To do: Please count the lines in the material below that contain the word "large", treating uppercase and lowercase as different, and give only that number.

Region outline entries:
* * *
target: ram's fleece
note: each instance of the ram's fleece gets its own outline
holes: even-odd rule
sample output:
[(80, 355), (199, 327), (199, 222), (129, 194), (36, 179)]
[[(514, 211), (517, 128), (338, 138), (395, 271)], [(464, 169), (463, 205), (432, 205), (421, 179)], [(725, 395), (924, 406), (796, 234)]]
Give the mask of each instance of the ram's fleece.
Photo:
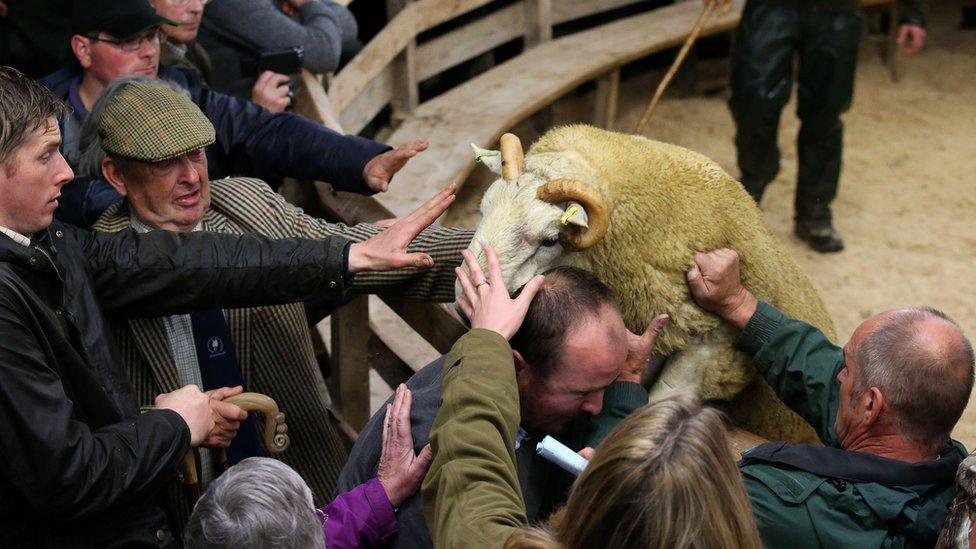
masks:
[(616, 291), (631, 331), (640, 333), (656, 313), (671, 316), (656, 347), (669, 359), (652, 400), (690, 386), (703, 399), (729, 401), (743, 429), (816, 440), (733, 348), (733, 328), (688, 293), (692, 253), (733, 248), (759, 299), (834, 337), (817, 292), (735, 179), (687, 149), (583, 125), (546, 133), (524, 167), (511, 135), (501, 154), (478, 152), (505, 175), (485, 193), (470, 249), (482, 257), (485, 244), (494, 246), (510, 290), (555, 265), (593, 271)]

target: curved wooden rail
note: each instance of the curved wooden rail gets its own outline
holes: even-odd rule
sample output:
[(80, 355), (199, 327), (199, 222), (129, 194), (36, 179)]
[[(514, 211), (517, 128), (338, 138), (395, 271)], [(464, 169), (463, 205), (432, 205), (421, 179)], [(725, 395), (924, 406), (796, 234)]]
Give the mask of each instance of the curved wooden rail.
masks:
[(288, 426), (285, 425), (285, 414), (278, 409), (278, 403), (271, 397), (261, 393), (241, 393), (227, 397), (224, 402), (240, 407), (247, 413), (258, 412), (264, 416), (264, 429), (261, 438), (264, 447), (272, 454), (279, 454), (288, 449), (291, 439), (288, 437)]

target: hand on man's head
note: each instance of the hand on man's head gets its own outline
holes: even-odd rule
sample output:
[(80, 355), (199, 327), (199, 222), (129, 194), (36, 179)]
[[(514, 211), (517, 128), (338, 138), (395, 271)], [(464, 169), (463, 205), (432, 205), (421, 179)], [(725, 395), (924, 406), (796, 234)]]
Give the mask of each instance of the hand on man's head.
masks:
[(430, 444), (424, 446), (419, 454), (414, 454), (413, 435), (410, 432), (412, 403), (410, 389), (401, 383), (393, 404), (386, 405), (383, 419), (383, 447), (376, 476), (394, 507), (399, 507), (417, 492), (434, 459)]
[(532, 298), (542, 287), (544, 277), (532, 277), (522, 287), (519, 296), (512, 299), (505, 287), (502, 268), (494, 248), (485, 246), (485, 257), (488, 259), (487, 277), (471, 251), (465, 250), (462, 253), (468, 271), (460, 267), (454, 269), (464, 290), (464, 295), (458, 299), (458, 307), (468, 317), (472, 328), (492, 330), (505, 339), (511, 339), (525, 320)]
[(687, 273), (691, 297), (702, 309), (717, 314), (739, 329), (745, 328), (758, 302), (742, 285), (739, 254), (721, 248), (695, 252)]
[(380, 234), (349, 247), (349, 272), (392, 271), (414, 267), (429, 269), (434, 258), (422, 252), (407, 252), (421, 231), (441, 216), (454, 202), (454, 185), (434, 195), (410, 215), (398, 218)]
[(196, 385), (186, 385), (171, 393), (157, 396), (156, 408), (172, 410), (183, 418), (190, 429), (190, 447), (202, 444), (214, 428), (210, 397)]
[[(654, 352), (654, 344), (661, 330), (668, 324), (669, 317), (666, 314), (657, 315), (647, 324), (644, 333), (637, 335), (627, 332), (627, 362), (620, 369), (617, 381), (630, 381), (640, 383), (644, 371), (647, 370)], [(652, 379), (657, 377), (659, 372), (652, 372)]]
[(390, 180), (407, 161), (427, 150), (430, 144), (426, 139), (416, 139), (392, 151), (378, 154), (363, 168), (363, 179), (370, 190), (378, 193), (390, 190)]

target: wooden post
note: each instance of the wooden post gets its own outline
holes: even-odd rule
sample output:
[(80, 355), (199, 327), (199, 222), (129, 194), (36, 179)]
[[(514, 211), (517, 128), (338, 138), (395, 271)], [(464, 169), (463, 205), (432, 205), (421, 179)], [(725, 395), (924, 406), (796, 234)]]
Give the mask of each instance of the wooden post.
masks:
[(620, 69), (616, 68), (596, 81), (593, 105), (593, 124), (605, 130), (613, 129), (617, 119), (617, 96), (620, 94)]
[(888, 39), (885, 41), (885, 65), (891, 73), (892, 82), (901, 79), (898, 71), (898, 30), (901, 27), (898, 24), (899, 17), (901, 14), (898, 13), (898, 2), (892, 2), (888, 8)]
[(552, 0), (525, 0), (525, 49), (552, 40)]
[(369, 301), (357, 297), (332, 313), (329, 392), (356, 431), (369, 421)]
[[(392, 19), (412, 0), (386, 0), (386, 14)], [(411, 40), (407, 47), (396, 56), (393, 67), (393, 120), (401, 121), (410, 115), (420, 104), (420, 89), (417, 81), (417, 40)]]

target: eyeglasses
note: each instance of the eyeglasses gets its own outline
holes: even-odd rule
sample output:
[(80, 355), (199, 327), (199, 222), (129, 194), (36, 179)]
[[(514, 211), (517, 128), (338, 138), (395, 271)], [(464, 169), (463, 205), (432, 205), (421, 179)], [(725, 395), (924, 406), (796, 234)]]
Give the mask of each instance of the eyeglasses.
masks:
[(160, 40), (162, 40), (163, 31), (153, 29), (145, 34), (140, 34), (139, 36), (133, 36), (132, 38), (126, 38), (125, 40), (115, 40), (114, 38), (100, 38), (97, 35), (89, 35), (88, 38), (92, 40), (97, 40), (98, 42), (106, 42), (112, 44), (116, 48), (124, 52), (136, 52), (139, 51), (143, 45), (149, 44), (152, 46), (159, 46)]
[[(187, 4), (189, 4), (189, 3), (190, 3), (190, 2), (192, 2), (192, 1), (193, 1), (193, 0), (168, 0), (168, 2), (169, 2), (170, 4), (172, 4), (172, 5), (174, 5), (174, 6), (179, 6), (179, 7), (181, 7), (181, 8), (182, 8), (183, 6), (185, 6), (185, 5), (187, 5)], [(211, 2), (211, 1), (212, 1), (212, 0), (200, 0), (200, 5), (201, 5), (201, 6), (206, 6), (206, 5), (207, 5), (207, 4), (209, 4), (209, 3)]]

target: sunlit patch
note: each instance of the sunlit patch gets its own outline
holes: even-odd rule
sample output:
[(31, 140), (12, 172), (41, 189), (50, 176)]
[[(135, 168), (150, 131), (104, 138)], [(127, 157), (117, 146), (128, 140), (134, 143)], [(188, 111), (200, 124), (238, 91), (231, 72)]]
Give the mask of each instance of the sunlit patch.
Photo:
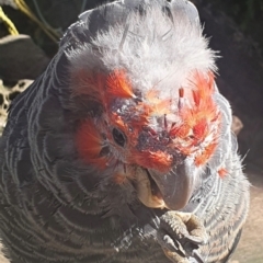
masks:
[(221, 169), (218, 170), (218, 175), (219, 175), (221, 179), (224, 179), (227, 174), (228, 174), (227, 169), (221, 168)]

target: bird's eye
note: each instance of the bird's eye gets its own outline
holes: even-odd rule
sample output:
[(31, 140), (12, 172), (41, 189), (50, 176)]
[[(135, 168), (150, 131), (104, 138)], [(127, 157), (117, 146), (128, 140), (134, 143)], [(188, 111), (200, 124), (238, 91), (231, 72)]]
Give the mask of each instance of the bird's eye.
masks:
[(126, 136), (123, 134), (123, 132), (121, 132), (119, 129), (117, 128), (113, 128), (113, 138), (115, 140), (115, 142), (122, 147), (125, 146), (125, 142), (126, 142)]

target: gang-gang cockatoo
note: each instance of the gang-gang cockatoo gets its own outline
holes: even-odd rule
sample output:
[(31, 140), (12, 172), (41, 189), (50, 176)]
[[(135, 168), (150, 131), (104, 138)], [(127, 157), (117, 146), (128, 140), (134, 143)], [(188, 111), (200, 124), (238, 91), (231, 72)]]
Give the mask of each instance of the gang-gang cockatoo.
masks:
[(0, 237), (12, 263), (227, 262), (249, 183), (185, 0), (87, 11), (12, 103)]

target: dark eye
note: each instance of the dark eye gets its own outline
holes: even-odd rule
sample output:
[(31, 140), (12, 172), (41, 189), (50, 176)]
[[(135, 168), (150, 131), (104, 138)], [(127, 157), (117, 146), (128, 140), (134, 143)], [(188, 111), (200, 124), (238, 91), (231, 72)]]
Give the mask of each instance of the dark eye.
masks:
[(126, 136), (123, 134), (123, 132), (121, 132), (117, 128), (113, 128), (113, 138), (115, 140), (115, 142), (122, 147), (125, 146), (126, 142)]

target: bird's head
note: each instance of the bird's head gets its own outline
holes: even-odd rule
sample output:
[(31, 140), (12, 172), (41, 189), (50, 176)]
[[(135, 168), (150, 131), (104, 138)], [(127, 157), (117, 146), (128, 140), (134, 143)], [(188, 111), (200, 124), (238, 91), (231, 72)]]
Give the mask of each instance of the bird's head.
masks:
[(70, 55), (71, 100), (87, 112), (76, 144), (115, 183), (134, 182), (146, 206), (181, 209), (220, 135), (214, 55), (196, 22), (159, 4), (146, 11), (129, 10)]

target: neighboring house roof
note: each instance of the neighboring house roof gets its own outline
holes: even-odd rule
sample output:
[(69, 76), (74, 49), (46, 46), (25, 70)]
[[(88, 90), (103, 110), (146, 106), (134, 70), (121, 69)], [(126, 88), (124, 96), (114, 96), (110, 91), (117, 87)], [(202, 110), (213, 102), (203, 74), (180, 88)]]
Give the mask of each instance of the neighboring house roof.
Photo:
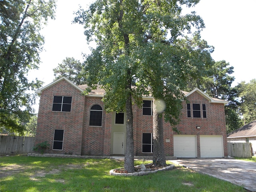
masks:
[(227, 135), (228, 138), (256, 136), (256, 120), (252, 121)]
[[(38, 94), (39, 95), (40, 95), (42, 92), (48, 88), (52, 86), (53, 85), (56, 84), (58, 82), (60, 82), (60, 81), (62, 80), (65, 80), (67, 81), (68, 82), (69, 82), (71, 85), (73, 86), (74, 88), (77, 89), (79, 91), (81, 91), (81, 92), (83, 92), (85, 89), (88, 87), (87, 85), (76, 85), (74, 84), (73, 82), (69, 80), (67, 78), (65, 77), (62, 77), (59, 79), (57, 79), (55, 81), (50, 83), (50, 84), (45, 86), (42, 88), (36, 91), (36, 93)], [(190, 92), (187, 92), (186, 91), (182, 91), (182, 92), (184, 94), (185, 96), (186, 97), (189, 96), (189, 95), (192, 94), (193, 93), (196, 92), (198, 93), (199, 94), (201, 95), (202, 96), (204, 97), (206, 99), (207, 99), (211, 103), (223, 103), (224, 104), (226, 104), (228, 103), (228, 102), (227, 101), (224, 101), (224, 100), (222, 100), (221, 99), (217, 99), (216, 98), (212, 98), (210, 97), (209, 96), (207, 95), (206, 94), (204, 93), (204, 92), (202, 91), (201, 90), (199, 89), (198, 88), (196, 88), (194, 90), (192, 90)], [(105, 94), (105, 91), (103, 89), (100, 88), (100, 86), (98, 85), (97, 88), (95, 90), (92, 90), (91, 92), (90, 92), (88, 94), (88, 95), (89, 96), (96, 96), (96, 97), (103, 97), (104, 96)]]

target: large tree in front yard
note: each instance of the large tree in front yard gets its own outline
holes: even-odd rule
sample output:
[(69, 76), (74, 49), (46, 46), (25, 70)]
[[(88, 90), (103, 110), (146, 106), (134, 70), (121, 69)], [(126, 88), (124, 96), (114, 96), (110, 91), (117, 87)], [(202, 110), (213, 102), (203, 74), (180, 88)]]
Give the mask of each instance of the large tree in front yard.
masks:
[(126, 112), (128, 172), (134, 169), (132, 98), (140, 105), (143, 95), (163, 98), (166, 119), (176, 122), (177, 114), (172, 113), (181, 106), (175, 101), (182, 97), (179, 86), (191, 64), (175, 43), (192, 26), (198, 30), (204, 27), (194, 13), (181, 15), (181, 6), (198, 1), (98, 0), (76, 13), (74, 22), (84, 25), (87, 40), (97, 45), (86, 60), (87, 83), (91, 88), (99, 84), (105, 89), (107, 112)]
[(0, 128), (23, 133), (33, 115), (34, 92), (42, 82), (27, 75), (38, 69), (44, 38), (40, 33), (54, 18), (54, 0), (0, 1)]

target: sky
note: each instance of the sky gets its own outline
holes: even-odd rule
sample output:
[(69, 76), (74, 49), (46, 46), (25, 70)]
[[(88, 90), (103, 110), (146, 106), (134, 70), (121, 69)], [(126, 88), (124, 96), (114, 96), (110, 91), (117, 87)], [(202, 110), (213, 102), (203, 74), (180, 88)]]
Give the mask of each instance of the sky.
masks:
[[(94, 1), (59, 0), (56, 19), (49, 20), (41, 31), (44, 37), (44, 50), (40, 53), (39, 69), (30, 71), (29, 80), (36, 78), (44, 86), (54, 79), (52, 69), (66, 57), (74, 57), (82, 62), (82, 55), (90, 53), (84, 34), (83, 27), (72, 24), (79, 5), (86, 10)], [(72, 3), (71, 3), (72, 2)], [(189, 11), (195, 11), (205, 24), (201, 38), (214, 47), (211, 54), (215, 61), (225, 60), (234, 67), (234, 87), (242, 81), (246, 83), (256, 78), (256, 0), (201, 0)], [(188, 11), (186, 10), (186, 11)], [(38, 104), (34, 106), (36, 112)]]

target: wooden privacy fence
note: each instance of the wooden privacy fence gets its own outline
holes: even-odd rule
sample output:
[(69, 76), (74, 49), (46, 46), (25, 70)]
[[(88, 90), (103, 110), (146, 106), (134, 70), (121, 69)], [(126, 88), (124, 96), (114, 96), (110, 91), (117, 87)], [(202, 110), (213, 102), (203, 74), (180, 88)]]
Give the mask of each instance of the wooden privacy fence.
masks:
[(0, 136), (0, 154), (20, 154), (33, 152), (35, 137)]
[(249, 143), (228, 142), (228, 155), (231, 157), (251, 158), (252, 151)]

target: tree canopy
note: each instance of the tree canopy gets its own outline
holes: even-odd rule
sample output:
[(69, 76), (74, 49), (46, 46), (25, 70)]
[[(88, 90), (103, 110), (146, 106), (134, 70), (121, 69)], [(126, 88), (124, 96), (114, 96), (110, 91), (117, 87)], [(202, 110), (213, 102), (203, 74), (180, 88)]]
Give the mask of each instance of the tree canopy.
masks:
[(99, 84), (105, 89), (107, 112), (126, 112), (124, 167), (128, 172), (134, 169), (132, 98), (139, 105), (143, 95), (163, 98), (165, 117), (176, 122), (176, 110), (181, 107), (177, 99), (182, 97), (179, 88), (192, 64), (176, 42), (192, 28), (199, 32), (204, 27), (194, 12), (182, 15), (181, 6), (198, 2), (98, 0), (88, 10), (76, 13), (74, 21), (84, 26), (87, 40), (97, 45), (87, 58), (87, 83), (92, 88)]
[(33, 112), (32, 105), (42, 82), (30, 82), (28, 72), (37, 69), (44, 38), (40, 33), (54, 18), (54, 0), (0, 1), (0, 127), (22, 132)]
[(241, 104), (238, 110), (245, 125), (256, 120), (256, 79), (248, 83), (242, 81), (236, 88)]

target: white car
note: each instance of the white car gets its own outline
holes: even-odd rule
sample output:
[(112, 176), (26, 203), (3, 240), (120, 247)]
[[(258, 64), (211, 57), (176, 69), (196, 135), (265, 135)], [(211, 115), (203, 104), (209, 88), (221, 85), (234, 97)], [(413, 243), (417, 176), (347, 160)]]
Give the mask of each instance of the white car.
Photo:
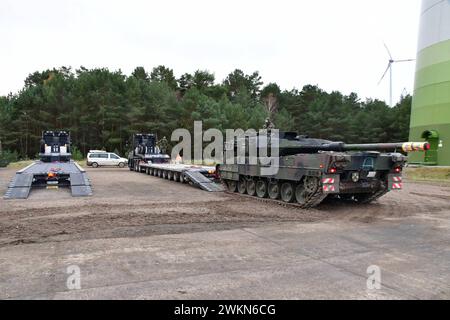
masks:
[(123, 168), (127, 165), (128, 159), (119, 157), (112, 152), (102, 150), (90, 150), (87, 156), (86, 164), (97, 168), (99, 166), (118, 166)]

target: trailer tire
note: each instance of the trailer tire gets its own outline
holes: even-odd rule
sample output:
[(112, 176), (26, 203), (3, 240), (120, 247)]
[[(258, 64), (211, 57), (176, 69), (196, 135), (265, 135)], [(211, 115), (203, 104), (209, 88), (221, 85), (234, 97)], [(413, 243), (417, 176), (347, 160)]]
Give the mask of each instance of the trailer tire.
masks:
[(247, 194), (249, 196), (254, 196), (256, 194), (256, 183), (253, 179), (248, 179), (246, 183)]
[(267, 198), (267, 181), (264, 179), (258, 180), (256, 182), (256, 195), (258, 198)]
[(295, 198), (295, 187), (291, 182), (284, 182), (280, 188), (281, 200), (291, 203)]
[(277, 200), (280, 198), (280, 185), (278, 181), (269, 182), (268, 186), (269, 198), (272, 200)]
[(230, 191), (230, 192), (236, 192), (236, 190), (237, 190), (237, 182), (234, 181), (234, 180), (228, 180), (227, 181), (227, 188), (228, 188), (228, 191)]
[(238, 192), (240, 194), (245, 194), (247, 192), (247, 183), (243, 177), (239, 179), (238, 182)]

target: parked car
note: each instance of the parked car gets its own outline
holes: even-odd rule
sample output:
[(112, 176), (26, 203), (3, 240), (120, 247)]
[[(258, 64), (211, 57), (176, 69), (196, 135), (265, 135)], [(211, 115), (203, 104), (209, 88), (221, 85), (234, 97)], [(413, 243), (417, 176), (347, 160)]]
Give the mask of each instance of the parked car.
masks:
[(118, 166), (123, 168), (127, 165), (128, 159), (119, 157), (113, 152), (103, 150), (90, 150), (87, 156), (86, 164), (97, 168), (99, 166)]

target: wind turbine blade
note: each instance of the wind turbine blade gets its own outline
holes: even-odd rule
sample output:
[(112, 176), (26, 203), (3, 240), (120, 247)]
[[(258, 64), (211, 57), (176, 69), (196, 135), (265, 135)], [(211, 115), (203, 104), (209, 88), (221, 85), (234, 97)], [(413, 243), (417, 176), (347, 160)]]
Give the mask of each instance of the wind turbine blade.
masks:
[(384, 47), (386, 48), (386, 51), (388, 52), (389, 58), (391, 58), (391, 60), (394, 60), (394, 58), (392, 58), (391, 51), (390, 51), (389, 48), (387, 47), (386, 43), (383, 42), (383, 44), (384, 44)]
[(416, 61), (416, 59), (394, 60), (393, 62), (410, 62), (410, 61)]
[(386, 68), (386, 71), (383, 73), (383, 76), (381, 77), (380, 81), (378, 81), (378, 85), (380, 85), (381, 81), (383, 81), (384, 77), (386, 76), (386, 73), (389, 71), (389, 68), (391, 67), (391, 63), (388, 63), (388, 67)]

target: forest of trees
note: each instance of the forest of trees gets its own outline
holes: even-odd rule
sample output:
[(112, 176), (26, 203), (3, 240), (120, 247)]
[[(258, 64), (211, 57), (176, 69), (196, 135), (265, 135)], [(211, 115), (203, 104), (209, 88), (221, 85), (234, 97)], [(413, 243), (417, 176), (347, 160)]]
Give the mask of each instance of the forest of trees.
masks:
[(270, 115), (276, 127), (348, 143), (406, 141), (411, 96), (393, 108), (361, 101), (355, 93), (325, 92), (314, 85), (281, 90), (264, 85), (258, 72), (234, 70), (222, 82), (198, 70), (174, 76), (158, 66), (121, 71), (59, 68), (34, 72), (22, 90), (0, 96), (0, 148), (20, 158), (38, 153), (42, 130), (69, 130), (83, 155), (105, 148), (125, 154), (132, 133), (167, 136), (176, 128), (261, 128)]

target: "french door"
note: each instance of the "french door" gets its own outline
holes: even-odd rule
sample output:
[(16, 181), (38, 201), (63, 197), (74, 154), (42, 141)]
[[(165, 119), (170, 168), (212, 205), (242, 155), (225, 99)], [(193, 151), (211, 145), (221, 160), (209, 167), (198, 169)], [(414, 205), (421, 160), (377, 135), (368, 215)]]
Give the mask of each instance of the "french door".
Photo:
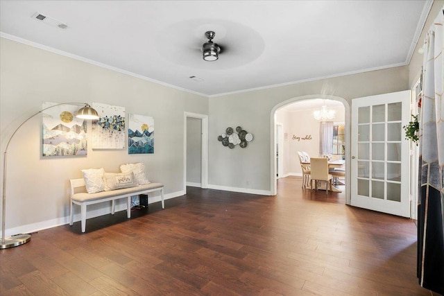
* * *
Problem solution: 3